-- FRAGMENTO DEL DOCUMENTO --

──────

¿Expectativas? ¡Por favor! Conviene seguir la evolución del precio del dólar en el llamado mercado paralelo para entender por qué solo muy pocos y afortunados venezolanos duermen tranquilos y tienen confianza en lo que les espera el día de mañana.
Ese precio, que es el dato que regula la velocidad con que nuestra economía marcha hacia la nada, rondaba a finales del año pasado los 170 bolívares. El 22 de mayo, su precio ya había llegado a 400 bolívares. Y ahora, apenas 3 meses después, roza los 830 bolívares y se dirige, a ritmo vertiginoso, rumbo a los 1.000 bolívares por billete verde, un horizonte que marcará, más allá de cualquier duda, el fin de casi todas las esperanzas.
Desde esta perspectiva de agobio y desesperación extrema, de “insomnio absoluto”, como hace pocos días calificó Leonardo Padrón la situación de una Venezuela hundida en una crisis sin remedio a la vista, con cortes sistemáticos de agua y electricidad, con una inflación galopante y fuera de control, sin capacidad de producir nada excepto unos cada vez más escasos barriles de petróleo, con un desabastecimiento de alimentos y medicinas cuya magnitud anuncia la inexorable catástrofe por venir y con una mezcla pavorosa de criminalidad, corrupción e impunidad como principales señas de identidad de la realidad nacional, nadie, absolutamente nadie, tiene la menor ilusión de prosperar y ser feliz.

──────

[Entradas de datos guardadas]
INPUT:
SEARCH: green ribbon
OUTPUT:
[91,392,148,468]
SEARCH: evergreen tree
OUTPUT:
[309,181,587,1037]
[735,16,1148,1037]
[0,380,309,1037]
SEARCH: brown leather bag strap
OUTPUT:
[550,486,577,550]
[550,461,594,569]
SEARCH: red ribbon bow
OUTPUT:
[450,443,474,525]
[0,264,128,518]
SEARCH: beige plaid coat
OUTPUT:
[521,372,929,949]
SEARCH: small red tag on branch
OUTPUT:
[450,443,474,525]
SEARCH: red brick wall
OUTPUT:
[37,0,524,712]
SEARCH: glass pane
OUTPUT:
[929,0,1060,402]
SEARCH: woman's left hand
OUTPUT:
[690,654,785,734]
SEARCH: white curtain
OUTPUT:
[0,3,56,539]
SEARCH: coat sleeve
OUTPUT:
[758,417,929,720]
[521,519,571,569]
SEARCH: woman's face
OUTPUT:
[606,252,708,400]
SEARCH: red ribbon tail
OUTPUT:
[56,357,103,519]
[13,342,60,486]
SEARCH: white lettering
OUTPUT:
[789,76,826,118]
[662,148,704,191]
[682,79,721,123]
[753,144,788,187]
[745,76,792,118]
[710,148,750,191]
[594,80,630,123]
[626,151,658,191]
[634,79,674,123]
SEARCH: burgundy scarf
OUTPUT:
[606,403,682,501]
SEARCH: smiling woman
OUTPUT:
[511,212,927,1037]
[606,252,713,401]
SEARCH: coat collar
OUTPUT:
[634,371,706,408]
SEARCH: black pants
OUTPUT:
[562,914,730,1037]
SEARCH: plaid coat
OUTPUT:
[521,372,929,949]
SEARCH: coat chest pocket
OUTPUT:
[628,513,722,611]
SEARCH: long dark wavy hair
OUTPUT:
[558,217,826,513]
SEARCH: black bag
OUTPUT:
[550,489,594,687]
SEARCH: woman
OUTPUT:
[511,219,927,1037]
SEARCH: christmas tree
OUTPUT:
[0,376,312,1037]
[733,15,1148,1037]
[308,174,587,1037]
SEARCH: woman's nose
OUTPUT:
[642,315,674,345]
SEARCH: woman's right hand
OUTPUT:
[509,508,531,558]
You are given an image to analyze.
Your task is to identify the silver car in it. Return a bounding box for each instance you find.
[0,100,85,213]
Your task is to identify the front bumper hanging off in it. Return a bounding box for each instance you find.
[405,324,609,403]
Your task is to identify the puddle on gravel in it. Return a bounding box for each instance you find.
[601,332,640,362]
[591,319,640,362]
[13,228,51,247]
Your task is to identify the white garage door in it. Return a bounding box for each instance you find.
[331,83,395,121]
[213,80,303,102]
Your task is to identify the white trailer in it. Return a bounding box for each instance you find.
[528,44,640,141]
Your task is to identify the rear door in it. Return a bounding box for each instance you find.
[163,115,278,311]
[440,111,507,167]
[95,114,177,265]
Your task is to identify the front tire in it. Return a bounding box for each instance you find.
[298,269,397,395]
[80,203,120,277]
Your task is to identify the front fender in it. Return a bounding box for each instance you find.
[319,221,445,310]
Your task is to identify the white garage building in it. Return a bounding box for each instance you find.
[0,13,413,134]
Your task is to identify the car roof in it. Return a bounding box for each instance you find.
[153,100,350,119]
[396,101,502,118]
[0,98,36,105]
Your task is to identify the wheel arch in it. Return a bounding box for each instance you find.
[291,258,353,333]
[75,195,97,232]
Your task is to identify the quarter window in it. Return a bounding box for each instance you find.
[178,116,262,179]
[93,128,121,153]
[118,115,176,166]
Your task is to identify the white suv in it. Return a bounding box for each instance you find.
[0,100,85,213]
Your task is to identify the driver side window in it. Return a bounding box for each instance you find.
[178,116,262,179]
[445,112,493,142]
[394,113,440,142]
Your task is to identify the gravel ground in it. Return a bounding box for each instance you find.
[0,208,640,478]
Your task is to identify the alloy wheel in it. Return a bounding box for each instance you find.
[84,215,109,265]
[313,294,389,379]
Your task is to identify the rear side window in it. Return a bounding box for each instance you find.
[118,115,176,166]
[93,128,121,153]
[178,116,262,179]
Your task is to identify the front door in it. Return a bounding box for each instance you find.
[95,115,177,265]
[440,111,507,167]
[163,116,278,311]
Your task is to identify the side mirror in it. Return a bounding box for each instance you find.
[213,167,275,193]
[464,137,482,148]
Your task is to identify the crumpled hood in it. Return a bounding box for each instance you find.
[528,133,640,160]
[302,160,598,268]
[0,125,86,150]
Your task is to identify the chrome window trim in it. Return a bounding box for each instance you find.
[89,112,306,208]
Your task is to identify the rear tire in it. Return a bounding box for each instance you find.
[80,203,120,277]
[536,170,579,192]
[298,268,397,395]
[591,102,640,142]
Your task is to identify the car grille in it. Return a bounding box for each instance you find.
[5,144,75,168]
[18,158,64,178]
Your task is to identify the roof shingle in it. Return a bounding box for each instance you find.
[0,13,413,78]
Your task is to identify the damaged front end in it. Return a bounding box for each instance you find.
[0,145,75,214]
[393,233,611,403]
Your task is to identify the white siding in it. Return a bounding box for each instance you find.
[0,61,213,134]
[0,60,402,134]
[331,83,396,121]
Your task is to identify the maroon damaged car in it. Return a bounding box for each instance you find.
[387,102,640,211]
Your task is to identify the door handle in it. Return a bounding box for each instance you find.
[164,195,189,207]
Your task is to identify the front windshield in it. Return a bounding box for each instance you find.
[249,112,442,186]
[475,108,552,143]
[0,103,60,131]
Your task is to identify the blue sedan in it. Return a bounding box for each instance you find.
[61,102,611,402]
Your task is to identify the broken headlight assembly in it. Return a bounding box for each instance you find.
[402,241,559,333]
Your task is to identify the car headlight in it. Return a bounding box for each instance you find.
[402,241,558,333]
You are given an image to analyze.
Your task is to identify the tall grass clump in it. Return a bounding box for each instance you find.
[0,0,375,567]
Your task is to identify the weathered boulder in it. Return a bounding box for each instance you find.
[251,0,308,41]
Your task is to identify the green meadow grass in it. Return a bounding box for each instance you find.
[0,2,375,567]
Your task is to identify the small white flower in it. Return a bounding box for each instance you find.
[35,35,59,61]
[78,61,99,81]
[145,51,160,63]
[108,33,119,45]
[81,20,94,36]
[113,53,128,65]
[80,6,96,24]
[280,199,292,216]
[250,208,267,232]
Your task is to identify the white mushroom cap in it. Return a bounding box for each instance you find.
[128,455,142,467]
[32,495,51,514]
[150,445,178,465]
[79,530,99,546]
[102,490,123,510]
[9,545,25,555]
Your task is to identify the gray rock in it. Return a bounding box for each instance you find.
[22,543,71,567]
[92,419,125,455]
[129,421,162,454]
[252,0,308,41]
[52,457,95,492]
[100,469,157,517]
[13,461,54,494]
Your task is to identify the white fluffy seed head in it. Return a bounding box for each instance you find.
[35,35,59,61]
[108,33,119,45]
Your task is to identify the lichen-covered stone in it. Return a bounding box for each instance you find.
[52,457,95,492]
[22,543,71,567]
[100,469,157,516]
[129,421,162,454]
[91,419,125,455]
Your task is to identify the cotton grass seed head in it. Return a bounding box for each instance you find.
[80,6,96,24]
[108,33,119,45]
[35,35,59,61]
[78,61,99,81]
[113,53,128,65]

──────

-- TAREA ASIGNADA A --
En el fragmento sobre la economía venezolana, ¿a cuánto había llegado el precio del dólar en el mercado paralelo el 22 de mayo?
-- TAREA ASIGNADA B --
Reproduce el fragmento sobre la economía venezolana desde "Desde esta perspectiva" hasta "y ser feliz.".

-- RESPUESTA A --
A 400 bolívares.

-- RESPUESTA B --
Desde esta perspectiva de agobio y desesperación extrema, de “insomnio absoluto”, como hace pocos días calificó Leonardo Padrón la situación de una Venezuela hundida en una crisis sin remedio a la vista, con cortes sistemáticos de agua y electricidad, con una inflación galopante y fuera de control, sin capacidad de producir nada excepto unos cada vez más escasos barriles de petróleo, con un desabastecimiento de alimentos y medicinas cuya magnitud anuncia la inexorable catástrofe por venir y con una mezcla pavorosa de criminalidad, corrupción e impunidad como principales señas de identidad de la realidad nacional, nadie, absolutamente nadie, tiene la menor ilusión de prosperar y ser feliz.